* _Document extract_:
┌────────

# At the start of my coffee journey!



## Wallm0nkey (Mar 22, 2014)

Hello I've been lurking on here a little while absorbing as much info as I can! I've always loved Coffee and last Christmas I received a Delonghi EC155 but I never managed to make anything I actually enjoyed drinking so it's largely sat dormant. I popped into 6/8 Kafe a great place and the Coffee was amazing which has now pushed me to get set up at home properly. I now gather most of my issues have stemmed from bad quality pre ground beans.

After all my researching I've settled on getting the Eureka Mignon and a Gaggia Classic as I believe they will both far outweigh my skill level leaving just me to blame for the bad tasting drinks! We are getting married in May this year so funds are mostly directed towards that so I'll keep an eye on the classifieds. I think the grinder first will be beneficial and at least I can make do with the machine I have for now.

Any tips and advice are greatly received.

Cheers, Niall


----------



## Thecatlinux (Mar 10, 2014)

Hello and welcome to the forum, there are a lot of people who can answer many of your questions, the classic seems to be a very respected machine on here , and from my limited experience I can vouch for being able to get a great shot without too much effort. You are correct The grinder choice is quite an important part of the setup and there is a few people on here who can source you a decent secondhand grinder , so stick around I am sure they will soon come and say hello. Plus there is an area in the forum where others sell their equipment as they upgrade .

└────────

Point labeling examples:
┌────────

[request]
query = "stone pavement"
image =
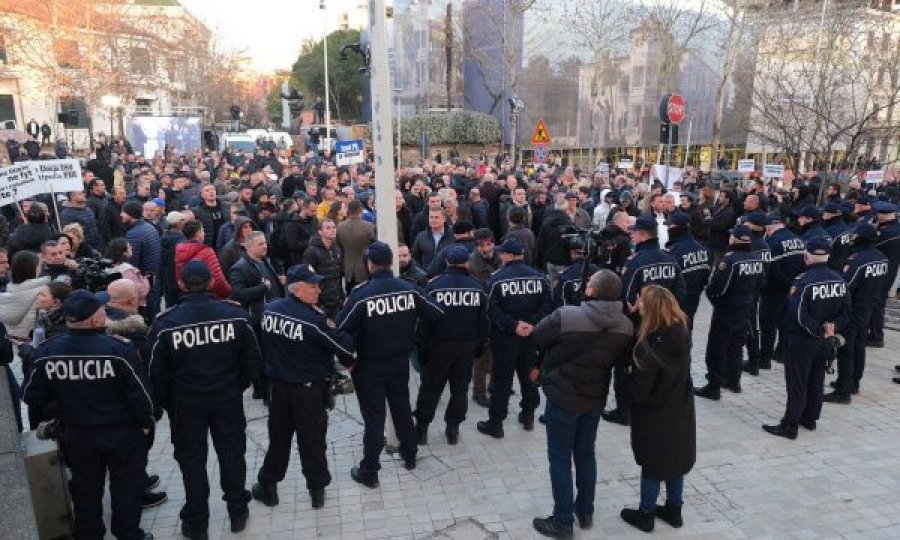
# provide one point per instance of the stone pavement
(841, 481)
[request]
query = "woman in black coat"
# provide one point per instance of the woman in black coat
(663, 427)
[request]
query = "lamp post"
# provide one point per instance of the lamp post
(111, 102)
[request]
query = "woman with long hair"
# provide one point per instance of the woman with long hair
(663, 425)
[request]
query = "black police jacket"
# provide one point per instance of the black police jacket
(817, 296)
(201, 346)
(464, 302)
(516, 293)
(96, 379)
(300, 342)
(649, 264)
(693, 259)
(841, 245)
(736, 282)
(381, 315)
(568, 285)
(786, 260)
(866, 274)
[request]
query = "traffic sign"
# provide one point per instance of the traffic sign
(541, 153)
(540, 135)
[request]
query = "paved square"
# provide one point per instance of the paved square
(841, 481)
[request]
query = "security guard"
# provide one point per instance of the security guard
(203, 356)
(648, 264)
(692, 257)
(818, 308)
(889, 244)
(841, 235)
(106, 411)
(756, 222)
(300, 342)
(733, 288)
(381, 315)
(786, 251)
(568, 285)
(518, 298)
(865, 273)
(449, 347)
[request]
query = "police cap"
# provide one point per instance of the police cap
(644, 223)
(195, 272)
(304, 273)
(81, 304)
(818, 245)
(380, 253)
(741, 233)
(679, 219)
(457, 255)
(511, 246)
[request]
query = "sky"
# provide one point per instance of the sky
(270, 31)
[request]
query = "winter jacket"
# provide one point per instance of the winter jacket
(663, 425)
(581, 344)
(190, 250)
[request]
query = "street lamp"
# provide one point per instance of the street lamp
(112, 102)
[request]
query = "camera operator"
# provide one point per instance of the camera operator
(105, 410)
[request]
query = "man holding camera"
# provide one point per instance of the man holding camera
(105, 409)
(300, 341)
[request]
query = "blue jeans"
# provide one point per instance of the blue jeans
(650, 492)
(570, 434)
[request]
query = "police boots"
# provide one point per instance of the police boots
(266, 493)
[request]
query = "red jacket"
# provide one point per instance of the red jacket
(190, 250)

└────────
┌────────

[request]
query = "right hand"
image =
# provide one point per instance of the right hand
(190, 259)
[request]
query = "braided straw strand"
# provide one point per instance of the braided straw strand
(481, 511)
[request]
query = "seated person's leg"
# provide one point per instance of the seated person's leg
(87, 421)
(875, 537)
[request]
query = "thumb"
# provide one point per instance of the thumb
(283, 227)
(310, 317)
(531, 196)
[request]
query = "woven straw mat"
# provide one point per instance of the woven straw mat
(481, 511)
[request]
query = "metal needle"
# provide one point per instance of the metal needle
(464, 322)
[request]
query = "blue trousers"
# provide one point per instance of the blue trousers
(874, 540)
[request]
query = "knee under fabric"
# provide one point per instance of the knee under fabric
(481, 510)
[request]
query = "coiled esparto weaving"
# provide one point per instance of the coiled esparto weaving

└────────
┌────────

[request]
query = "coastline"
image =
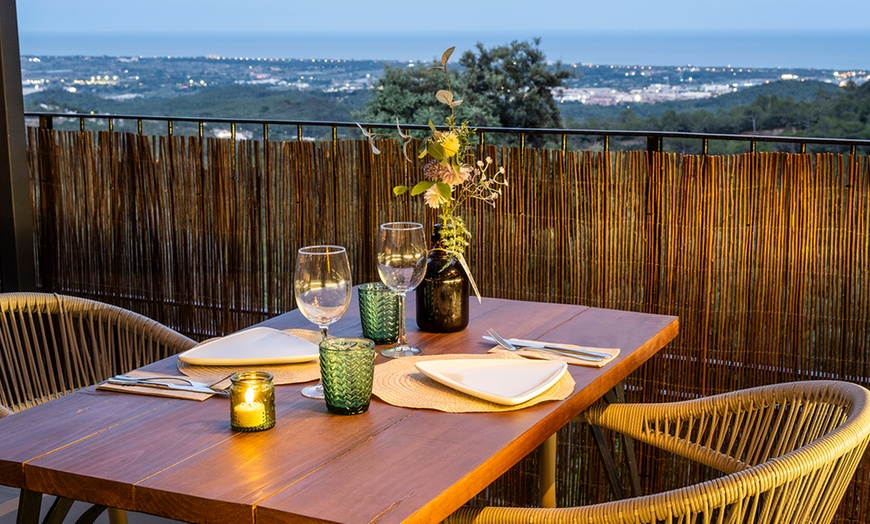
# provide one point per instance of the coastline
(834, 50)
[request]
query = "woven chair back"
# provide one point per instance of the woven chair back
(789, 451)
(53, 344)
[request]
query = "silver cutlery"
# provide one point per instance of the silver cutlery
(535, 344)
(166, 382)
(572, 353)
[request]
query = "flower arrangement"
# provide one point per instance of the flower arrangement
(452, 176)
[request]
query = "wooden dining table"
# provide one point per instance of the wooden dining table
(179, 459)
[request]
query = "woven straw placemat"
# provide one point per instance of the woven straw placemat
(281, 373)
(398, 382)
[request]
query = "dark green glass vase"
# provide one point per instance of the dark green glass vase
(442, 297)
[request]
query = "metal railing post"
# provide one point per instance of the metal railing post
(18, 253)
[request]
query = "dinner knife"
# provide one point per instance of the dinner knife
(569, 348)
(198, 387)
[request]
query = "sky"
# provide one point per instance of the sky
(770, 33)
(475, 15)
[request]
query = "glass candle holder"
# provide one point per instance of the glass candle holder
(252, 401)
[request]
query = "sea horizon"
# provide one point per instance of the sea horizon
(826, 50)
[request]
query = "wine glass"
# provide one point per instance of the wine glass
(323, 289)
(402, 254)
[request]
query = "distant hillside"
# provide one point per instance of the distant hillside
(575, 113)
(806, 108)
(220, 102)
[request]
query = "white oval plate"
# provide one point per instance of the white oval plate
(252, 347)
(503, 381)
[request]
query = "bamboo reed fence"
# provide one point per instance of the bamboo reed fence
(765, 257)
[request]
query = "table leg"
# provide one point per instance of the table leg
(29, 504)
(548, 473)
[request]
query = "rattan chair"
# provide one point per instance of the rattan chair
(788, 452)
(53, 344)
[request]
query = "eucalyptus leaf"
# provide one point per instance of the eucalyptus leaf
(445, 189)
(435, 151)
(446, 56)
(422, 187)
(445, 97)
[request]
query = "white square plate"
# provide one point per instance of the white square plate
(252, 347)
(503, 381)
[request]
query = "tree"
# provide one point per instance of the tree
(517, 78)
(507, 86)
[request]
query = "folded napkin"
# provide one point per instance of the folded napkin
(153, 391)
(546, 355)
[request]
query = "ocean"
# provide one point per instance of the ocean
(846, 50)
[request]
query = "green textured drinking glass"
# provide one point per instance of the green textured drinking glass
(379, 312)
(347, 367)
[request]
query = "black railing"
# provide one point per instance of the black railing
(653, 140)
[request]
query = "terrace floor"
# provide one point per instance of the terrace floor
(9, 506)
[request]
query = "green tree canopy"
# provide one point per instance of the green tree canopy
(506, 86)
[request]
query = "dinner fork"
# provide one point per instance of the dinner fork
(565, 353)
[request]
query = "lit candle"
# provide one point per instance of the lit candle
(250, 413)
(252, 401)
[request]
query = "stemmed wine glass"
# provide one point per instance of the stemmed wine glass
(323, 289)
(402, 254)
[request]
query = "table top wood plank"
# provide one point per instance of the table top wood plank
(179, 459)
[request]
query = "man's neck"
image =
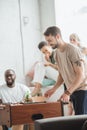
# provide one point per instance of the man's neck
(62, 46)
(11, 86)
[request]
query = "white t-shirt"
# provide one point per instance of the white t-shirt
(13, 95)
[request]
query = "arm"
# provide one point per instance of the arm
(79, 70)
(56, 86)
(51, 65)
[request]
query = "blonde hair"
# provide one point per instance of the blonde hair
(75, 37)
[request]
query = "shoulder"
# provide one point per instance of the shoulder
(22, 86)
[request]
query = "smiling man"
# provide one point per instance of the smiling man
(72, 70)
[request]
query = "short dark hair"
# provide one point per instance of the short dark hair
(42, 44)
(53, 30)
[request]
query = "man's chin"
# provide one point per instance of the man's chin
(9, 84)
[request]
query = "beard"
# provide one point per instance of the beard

└────────

* _Directions_:
[1] Return the part of the coffee forum thread that begins at the words "After all my" and ends after the words "have for now.".
[2] Name every coffee machine or grinder model mentioned in the coffee forum thread.
[3] Extend the coffee forum thread onward from its final sentence.

* _Answer set_:
[1]
After all my researching I've settled on getting the Eureka Mignon and a Gaggia Classic as I believe they will both far outweigh my skill level leaving just me to blame for the bad tasting drinks! We are getting married in May this year so funds are mostly directed towards that so I'll keep an eye on the classifieds. I think the grinder first will be beneficial and at least I can make do with the machine I have for now.

[2] Delonghi EC155, Eureka Mignon, Gaggia Classic

[3]
----------



## The Systemic Kid (Nov 23, 2012)

Welcome to the forum - you've done your research well - Mignon paired with Classic will serve you well. Feed your machine good quality fresh roasted beans and you'll soon have a smile on your face. You'll need some jewellers' scales - check ebay; a decent tamper - Made by Knock offer excellent quality and value. If it's a new Classic, it will come with a pressurised portafilter basket which should be discarded if you're serious about coffee. It's designed to produce lots of crema with coarser ground coffee. Get a stock 58mm portafilter basket - very cheap and widely available. Read up on adjusting the OPV - it will be factory set at 15bar for the pressurised basket - using a conventional one requires a pressure of around 9bar. Plenty of help and support on the forum for adjusting this when and if you are ready to do so.


----------



## Wallm0nkey (Mar 22, 2014)

Thanks for the tips I'll take notes of the other bits you've mentioned I've been quite enjoying getting the shopping list together so far. The temptation for a cheaper grinder to get going now was there but it sounds as though the Mignon is a good choice and not too big. Itching to get started now!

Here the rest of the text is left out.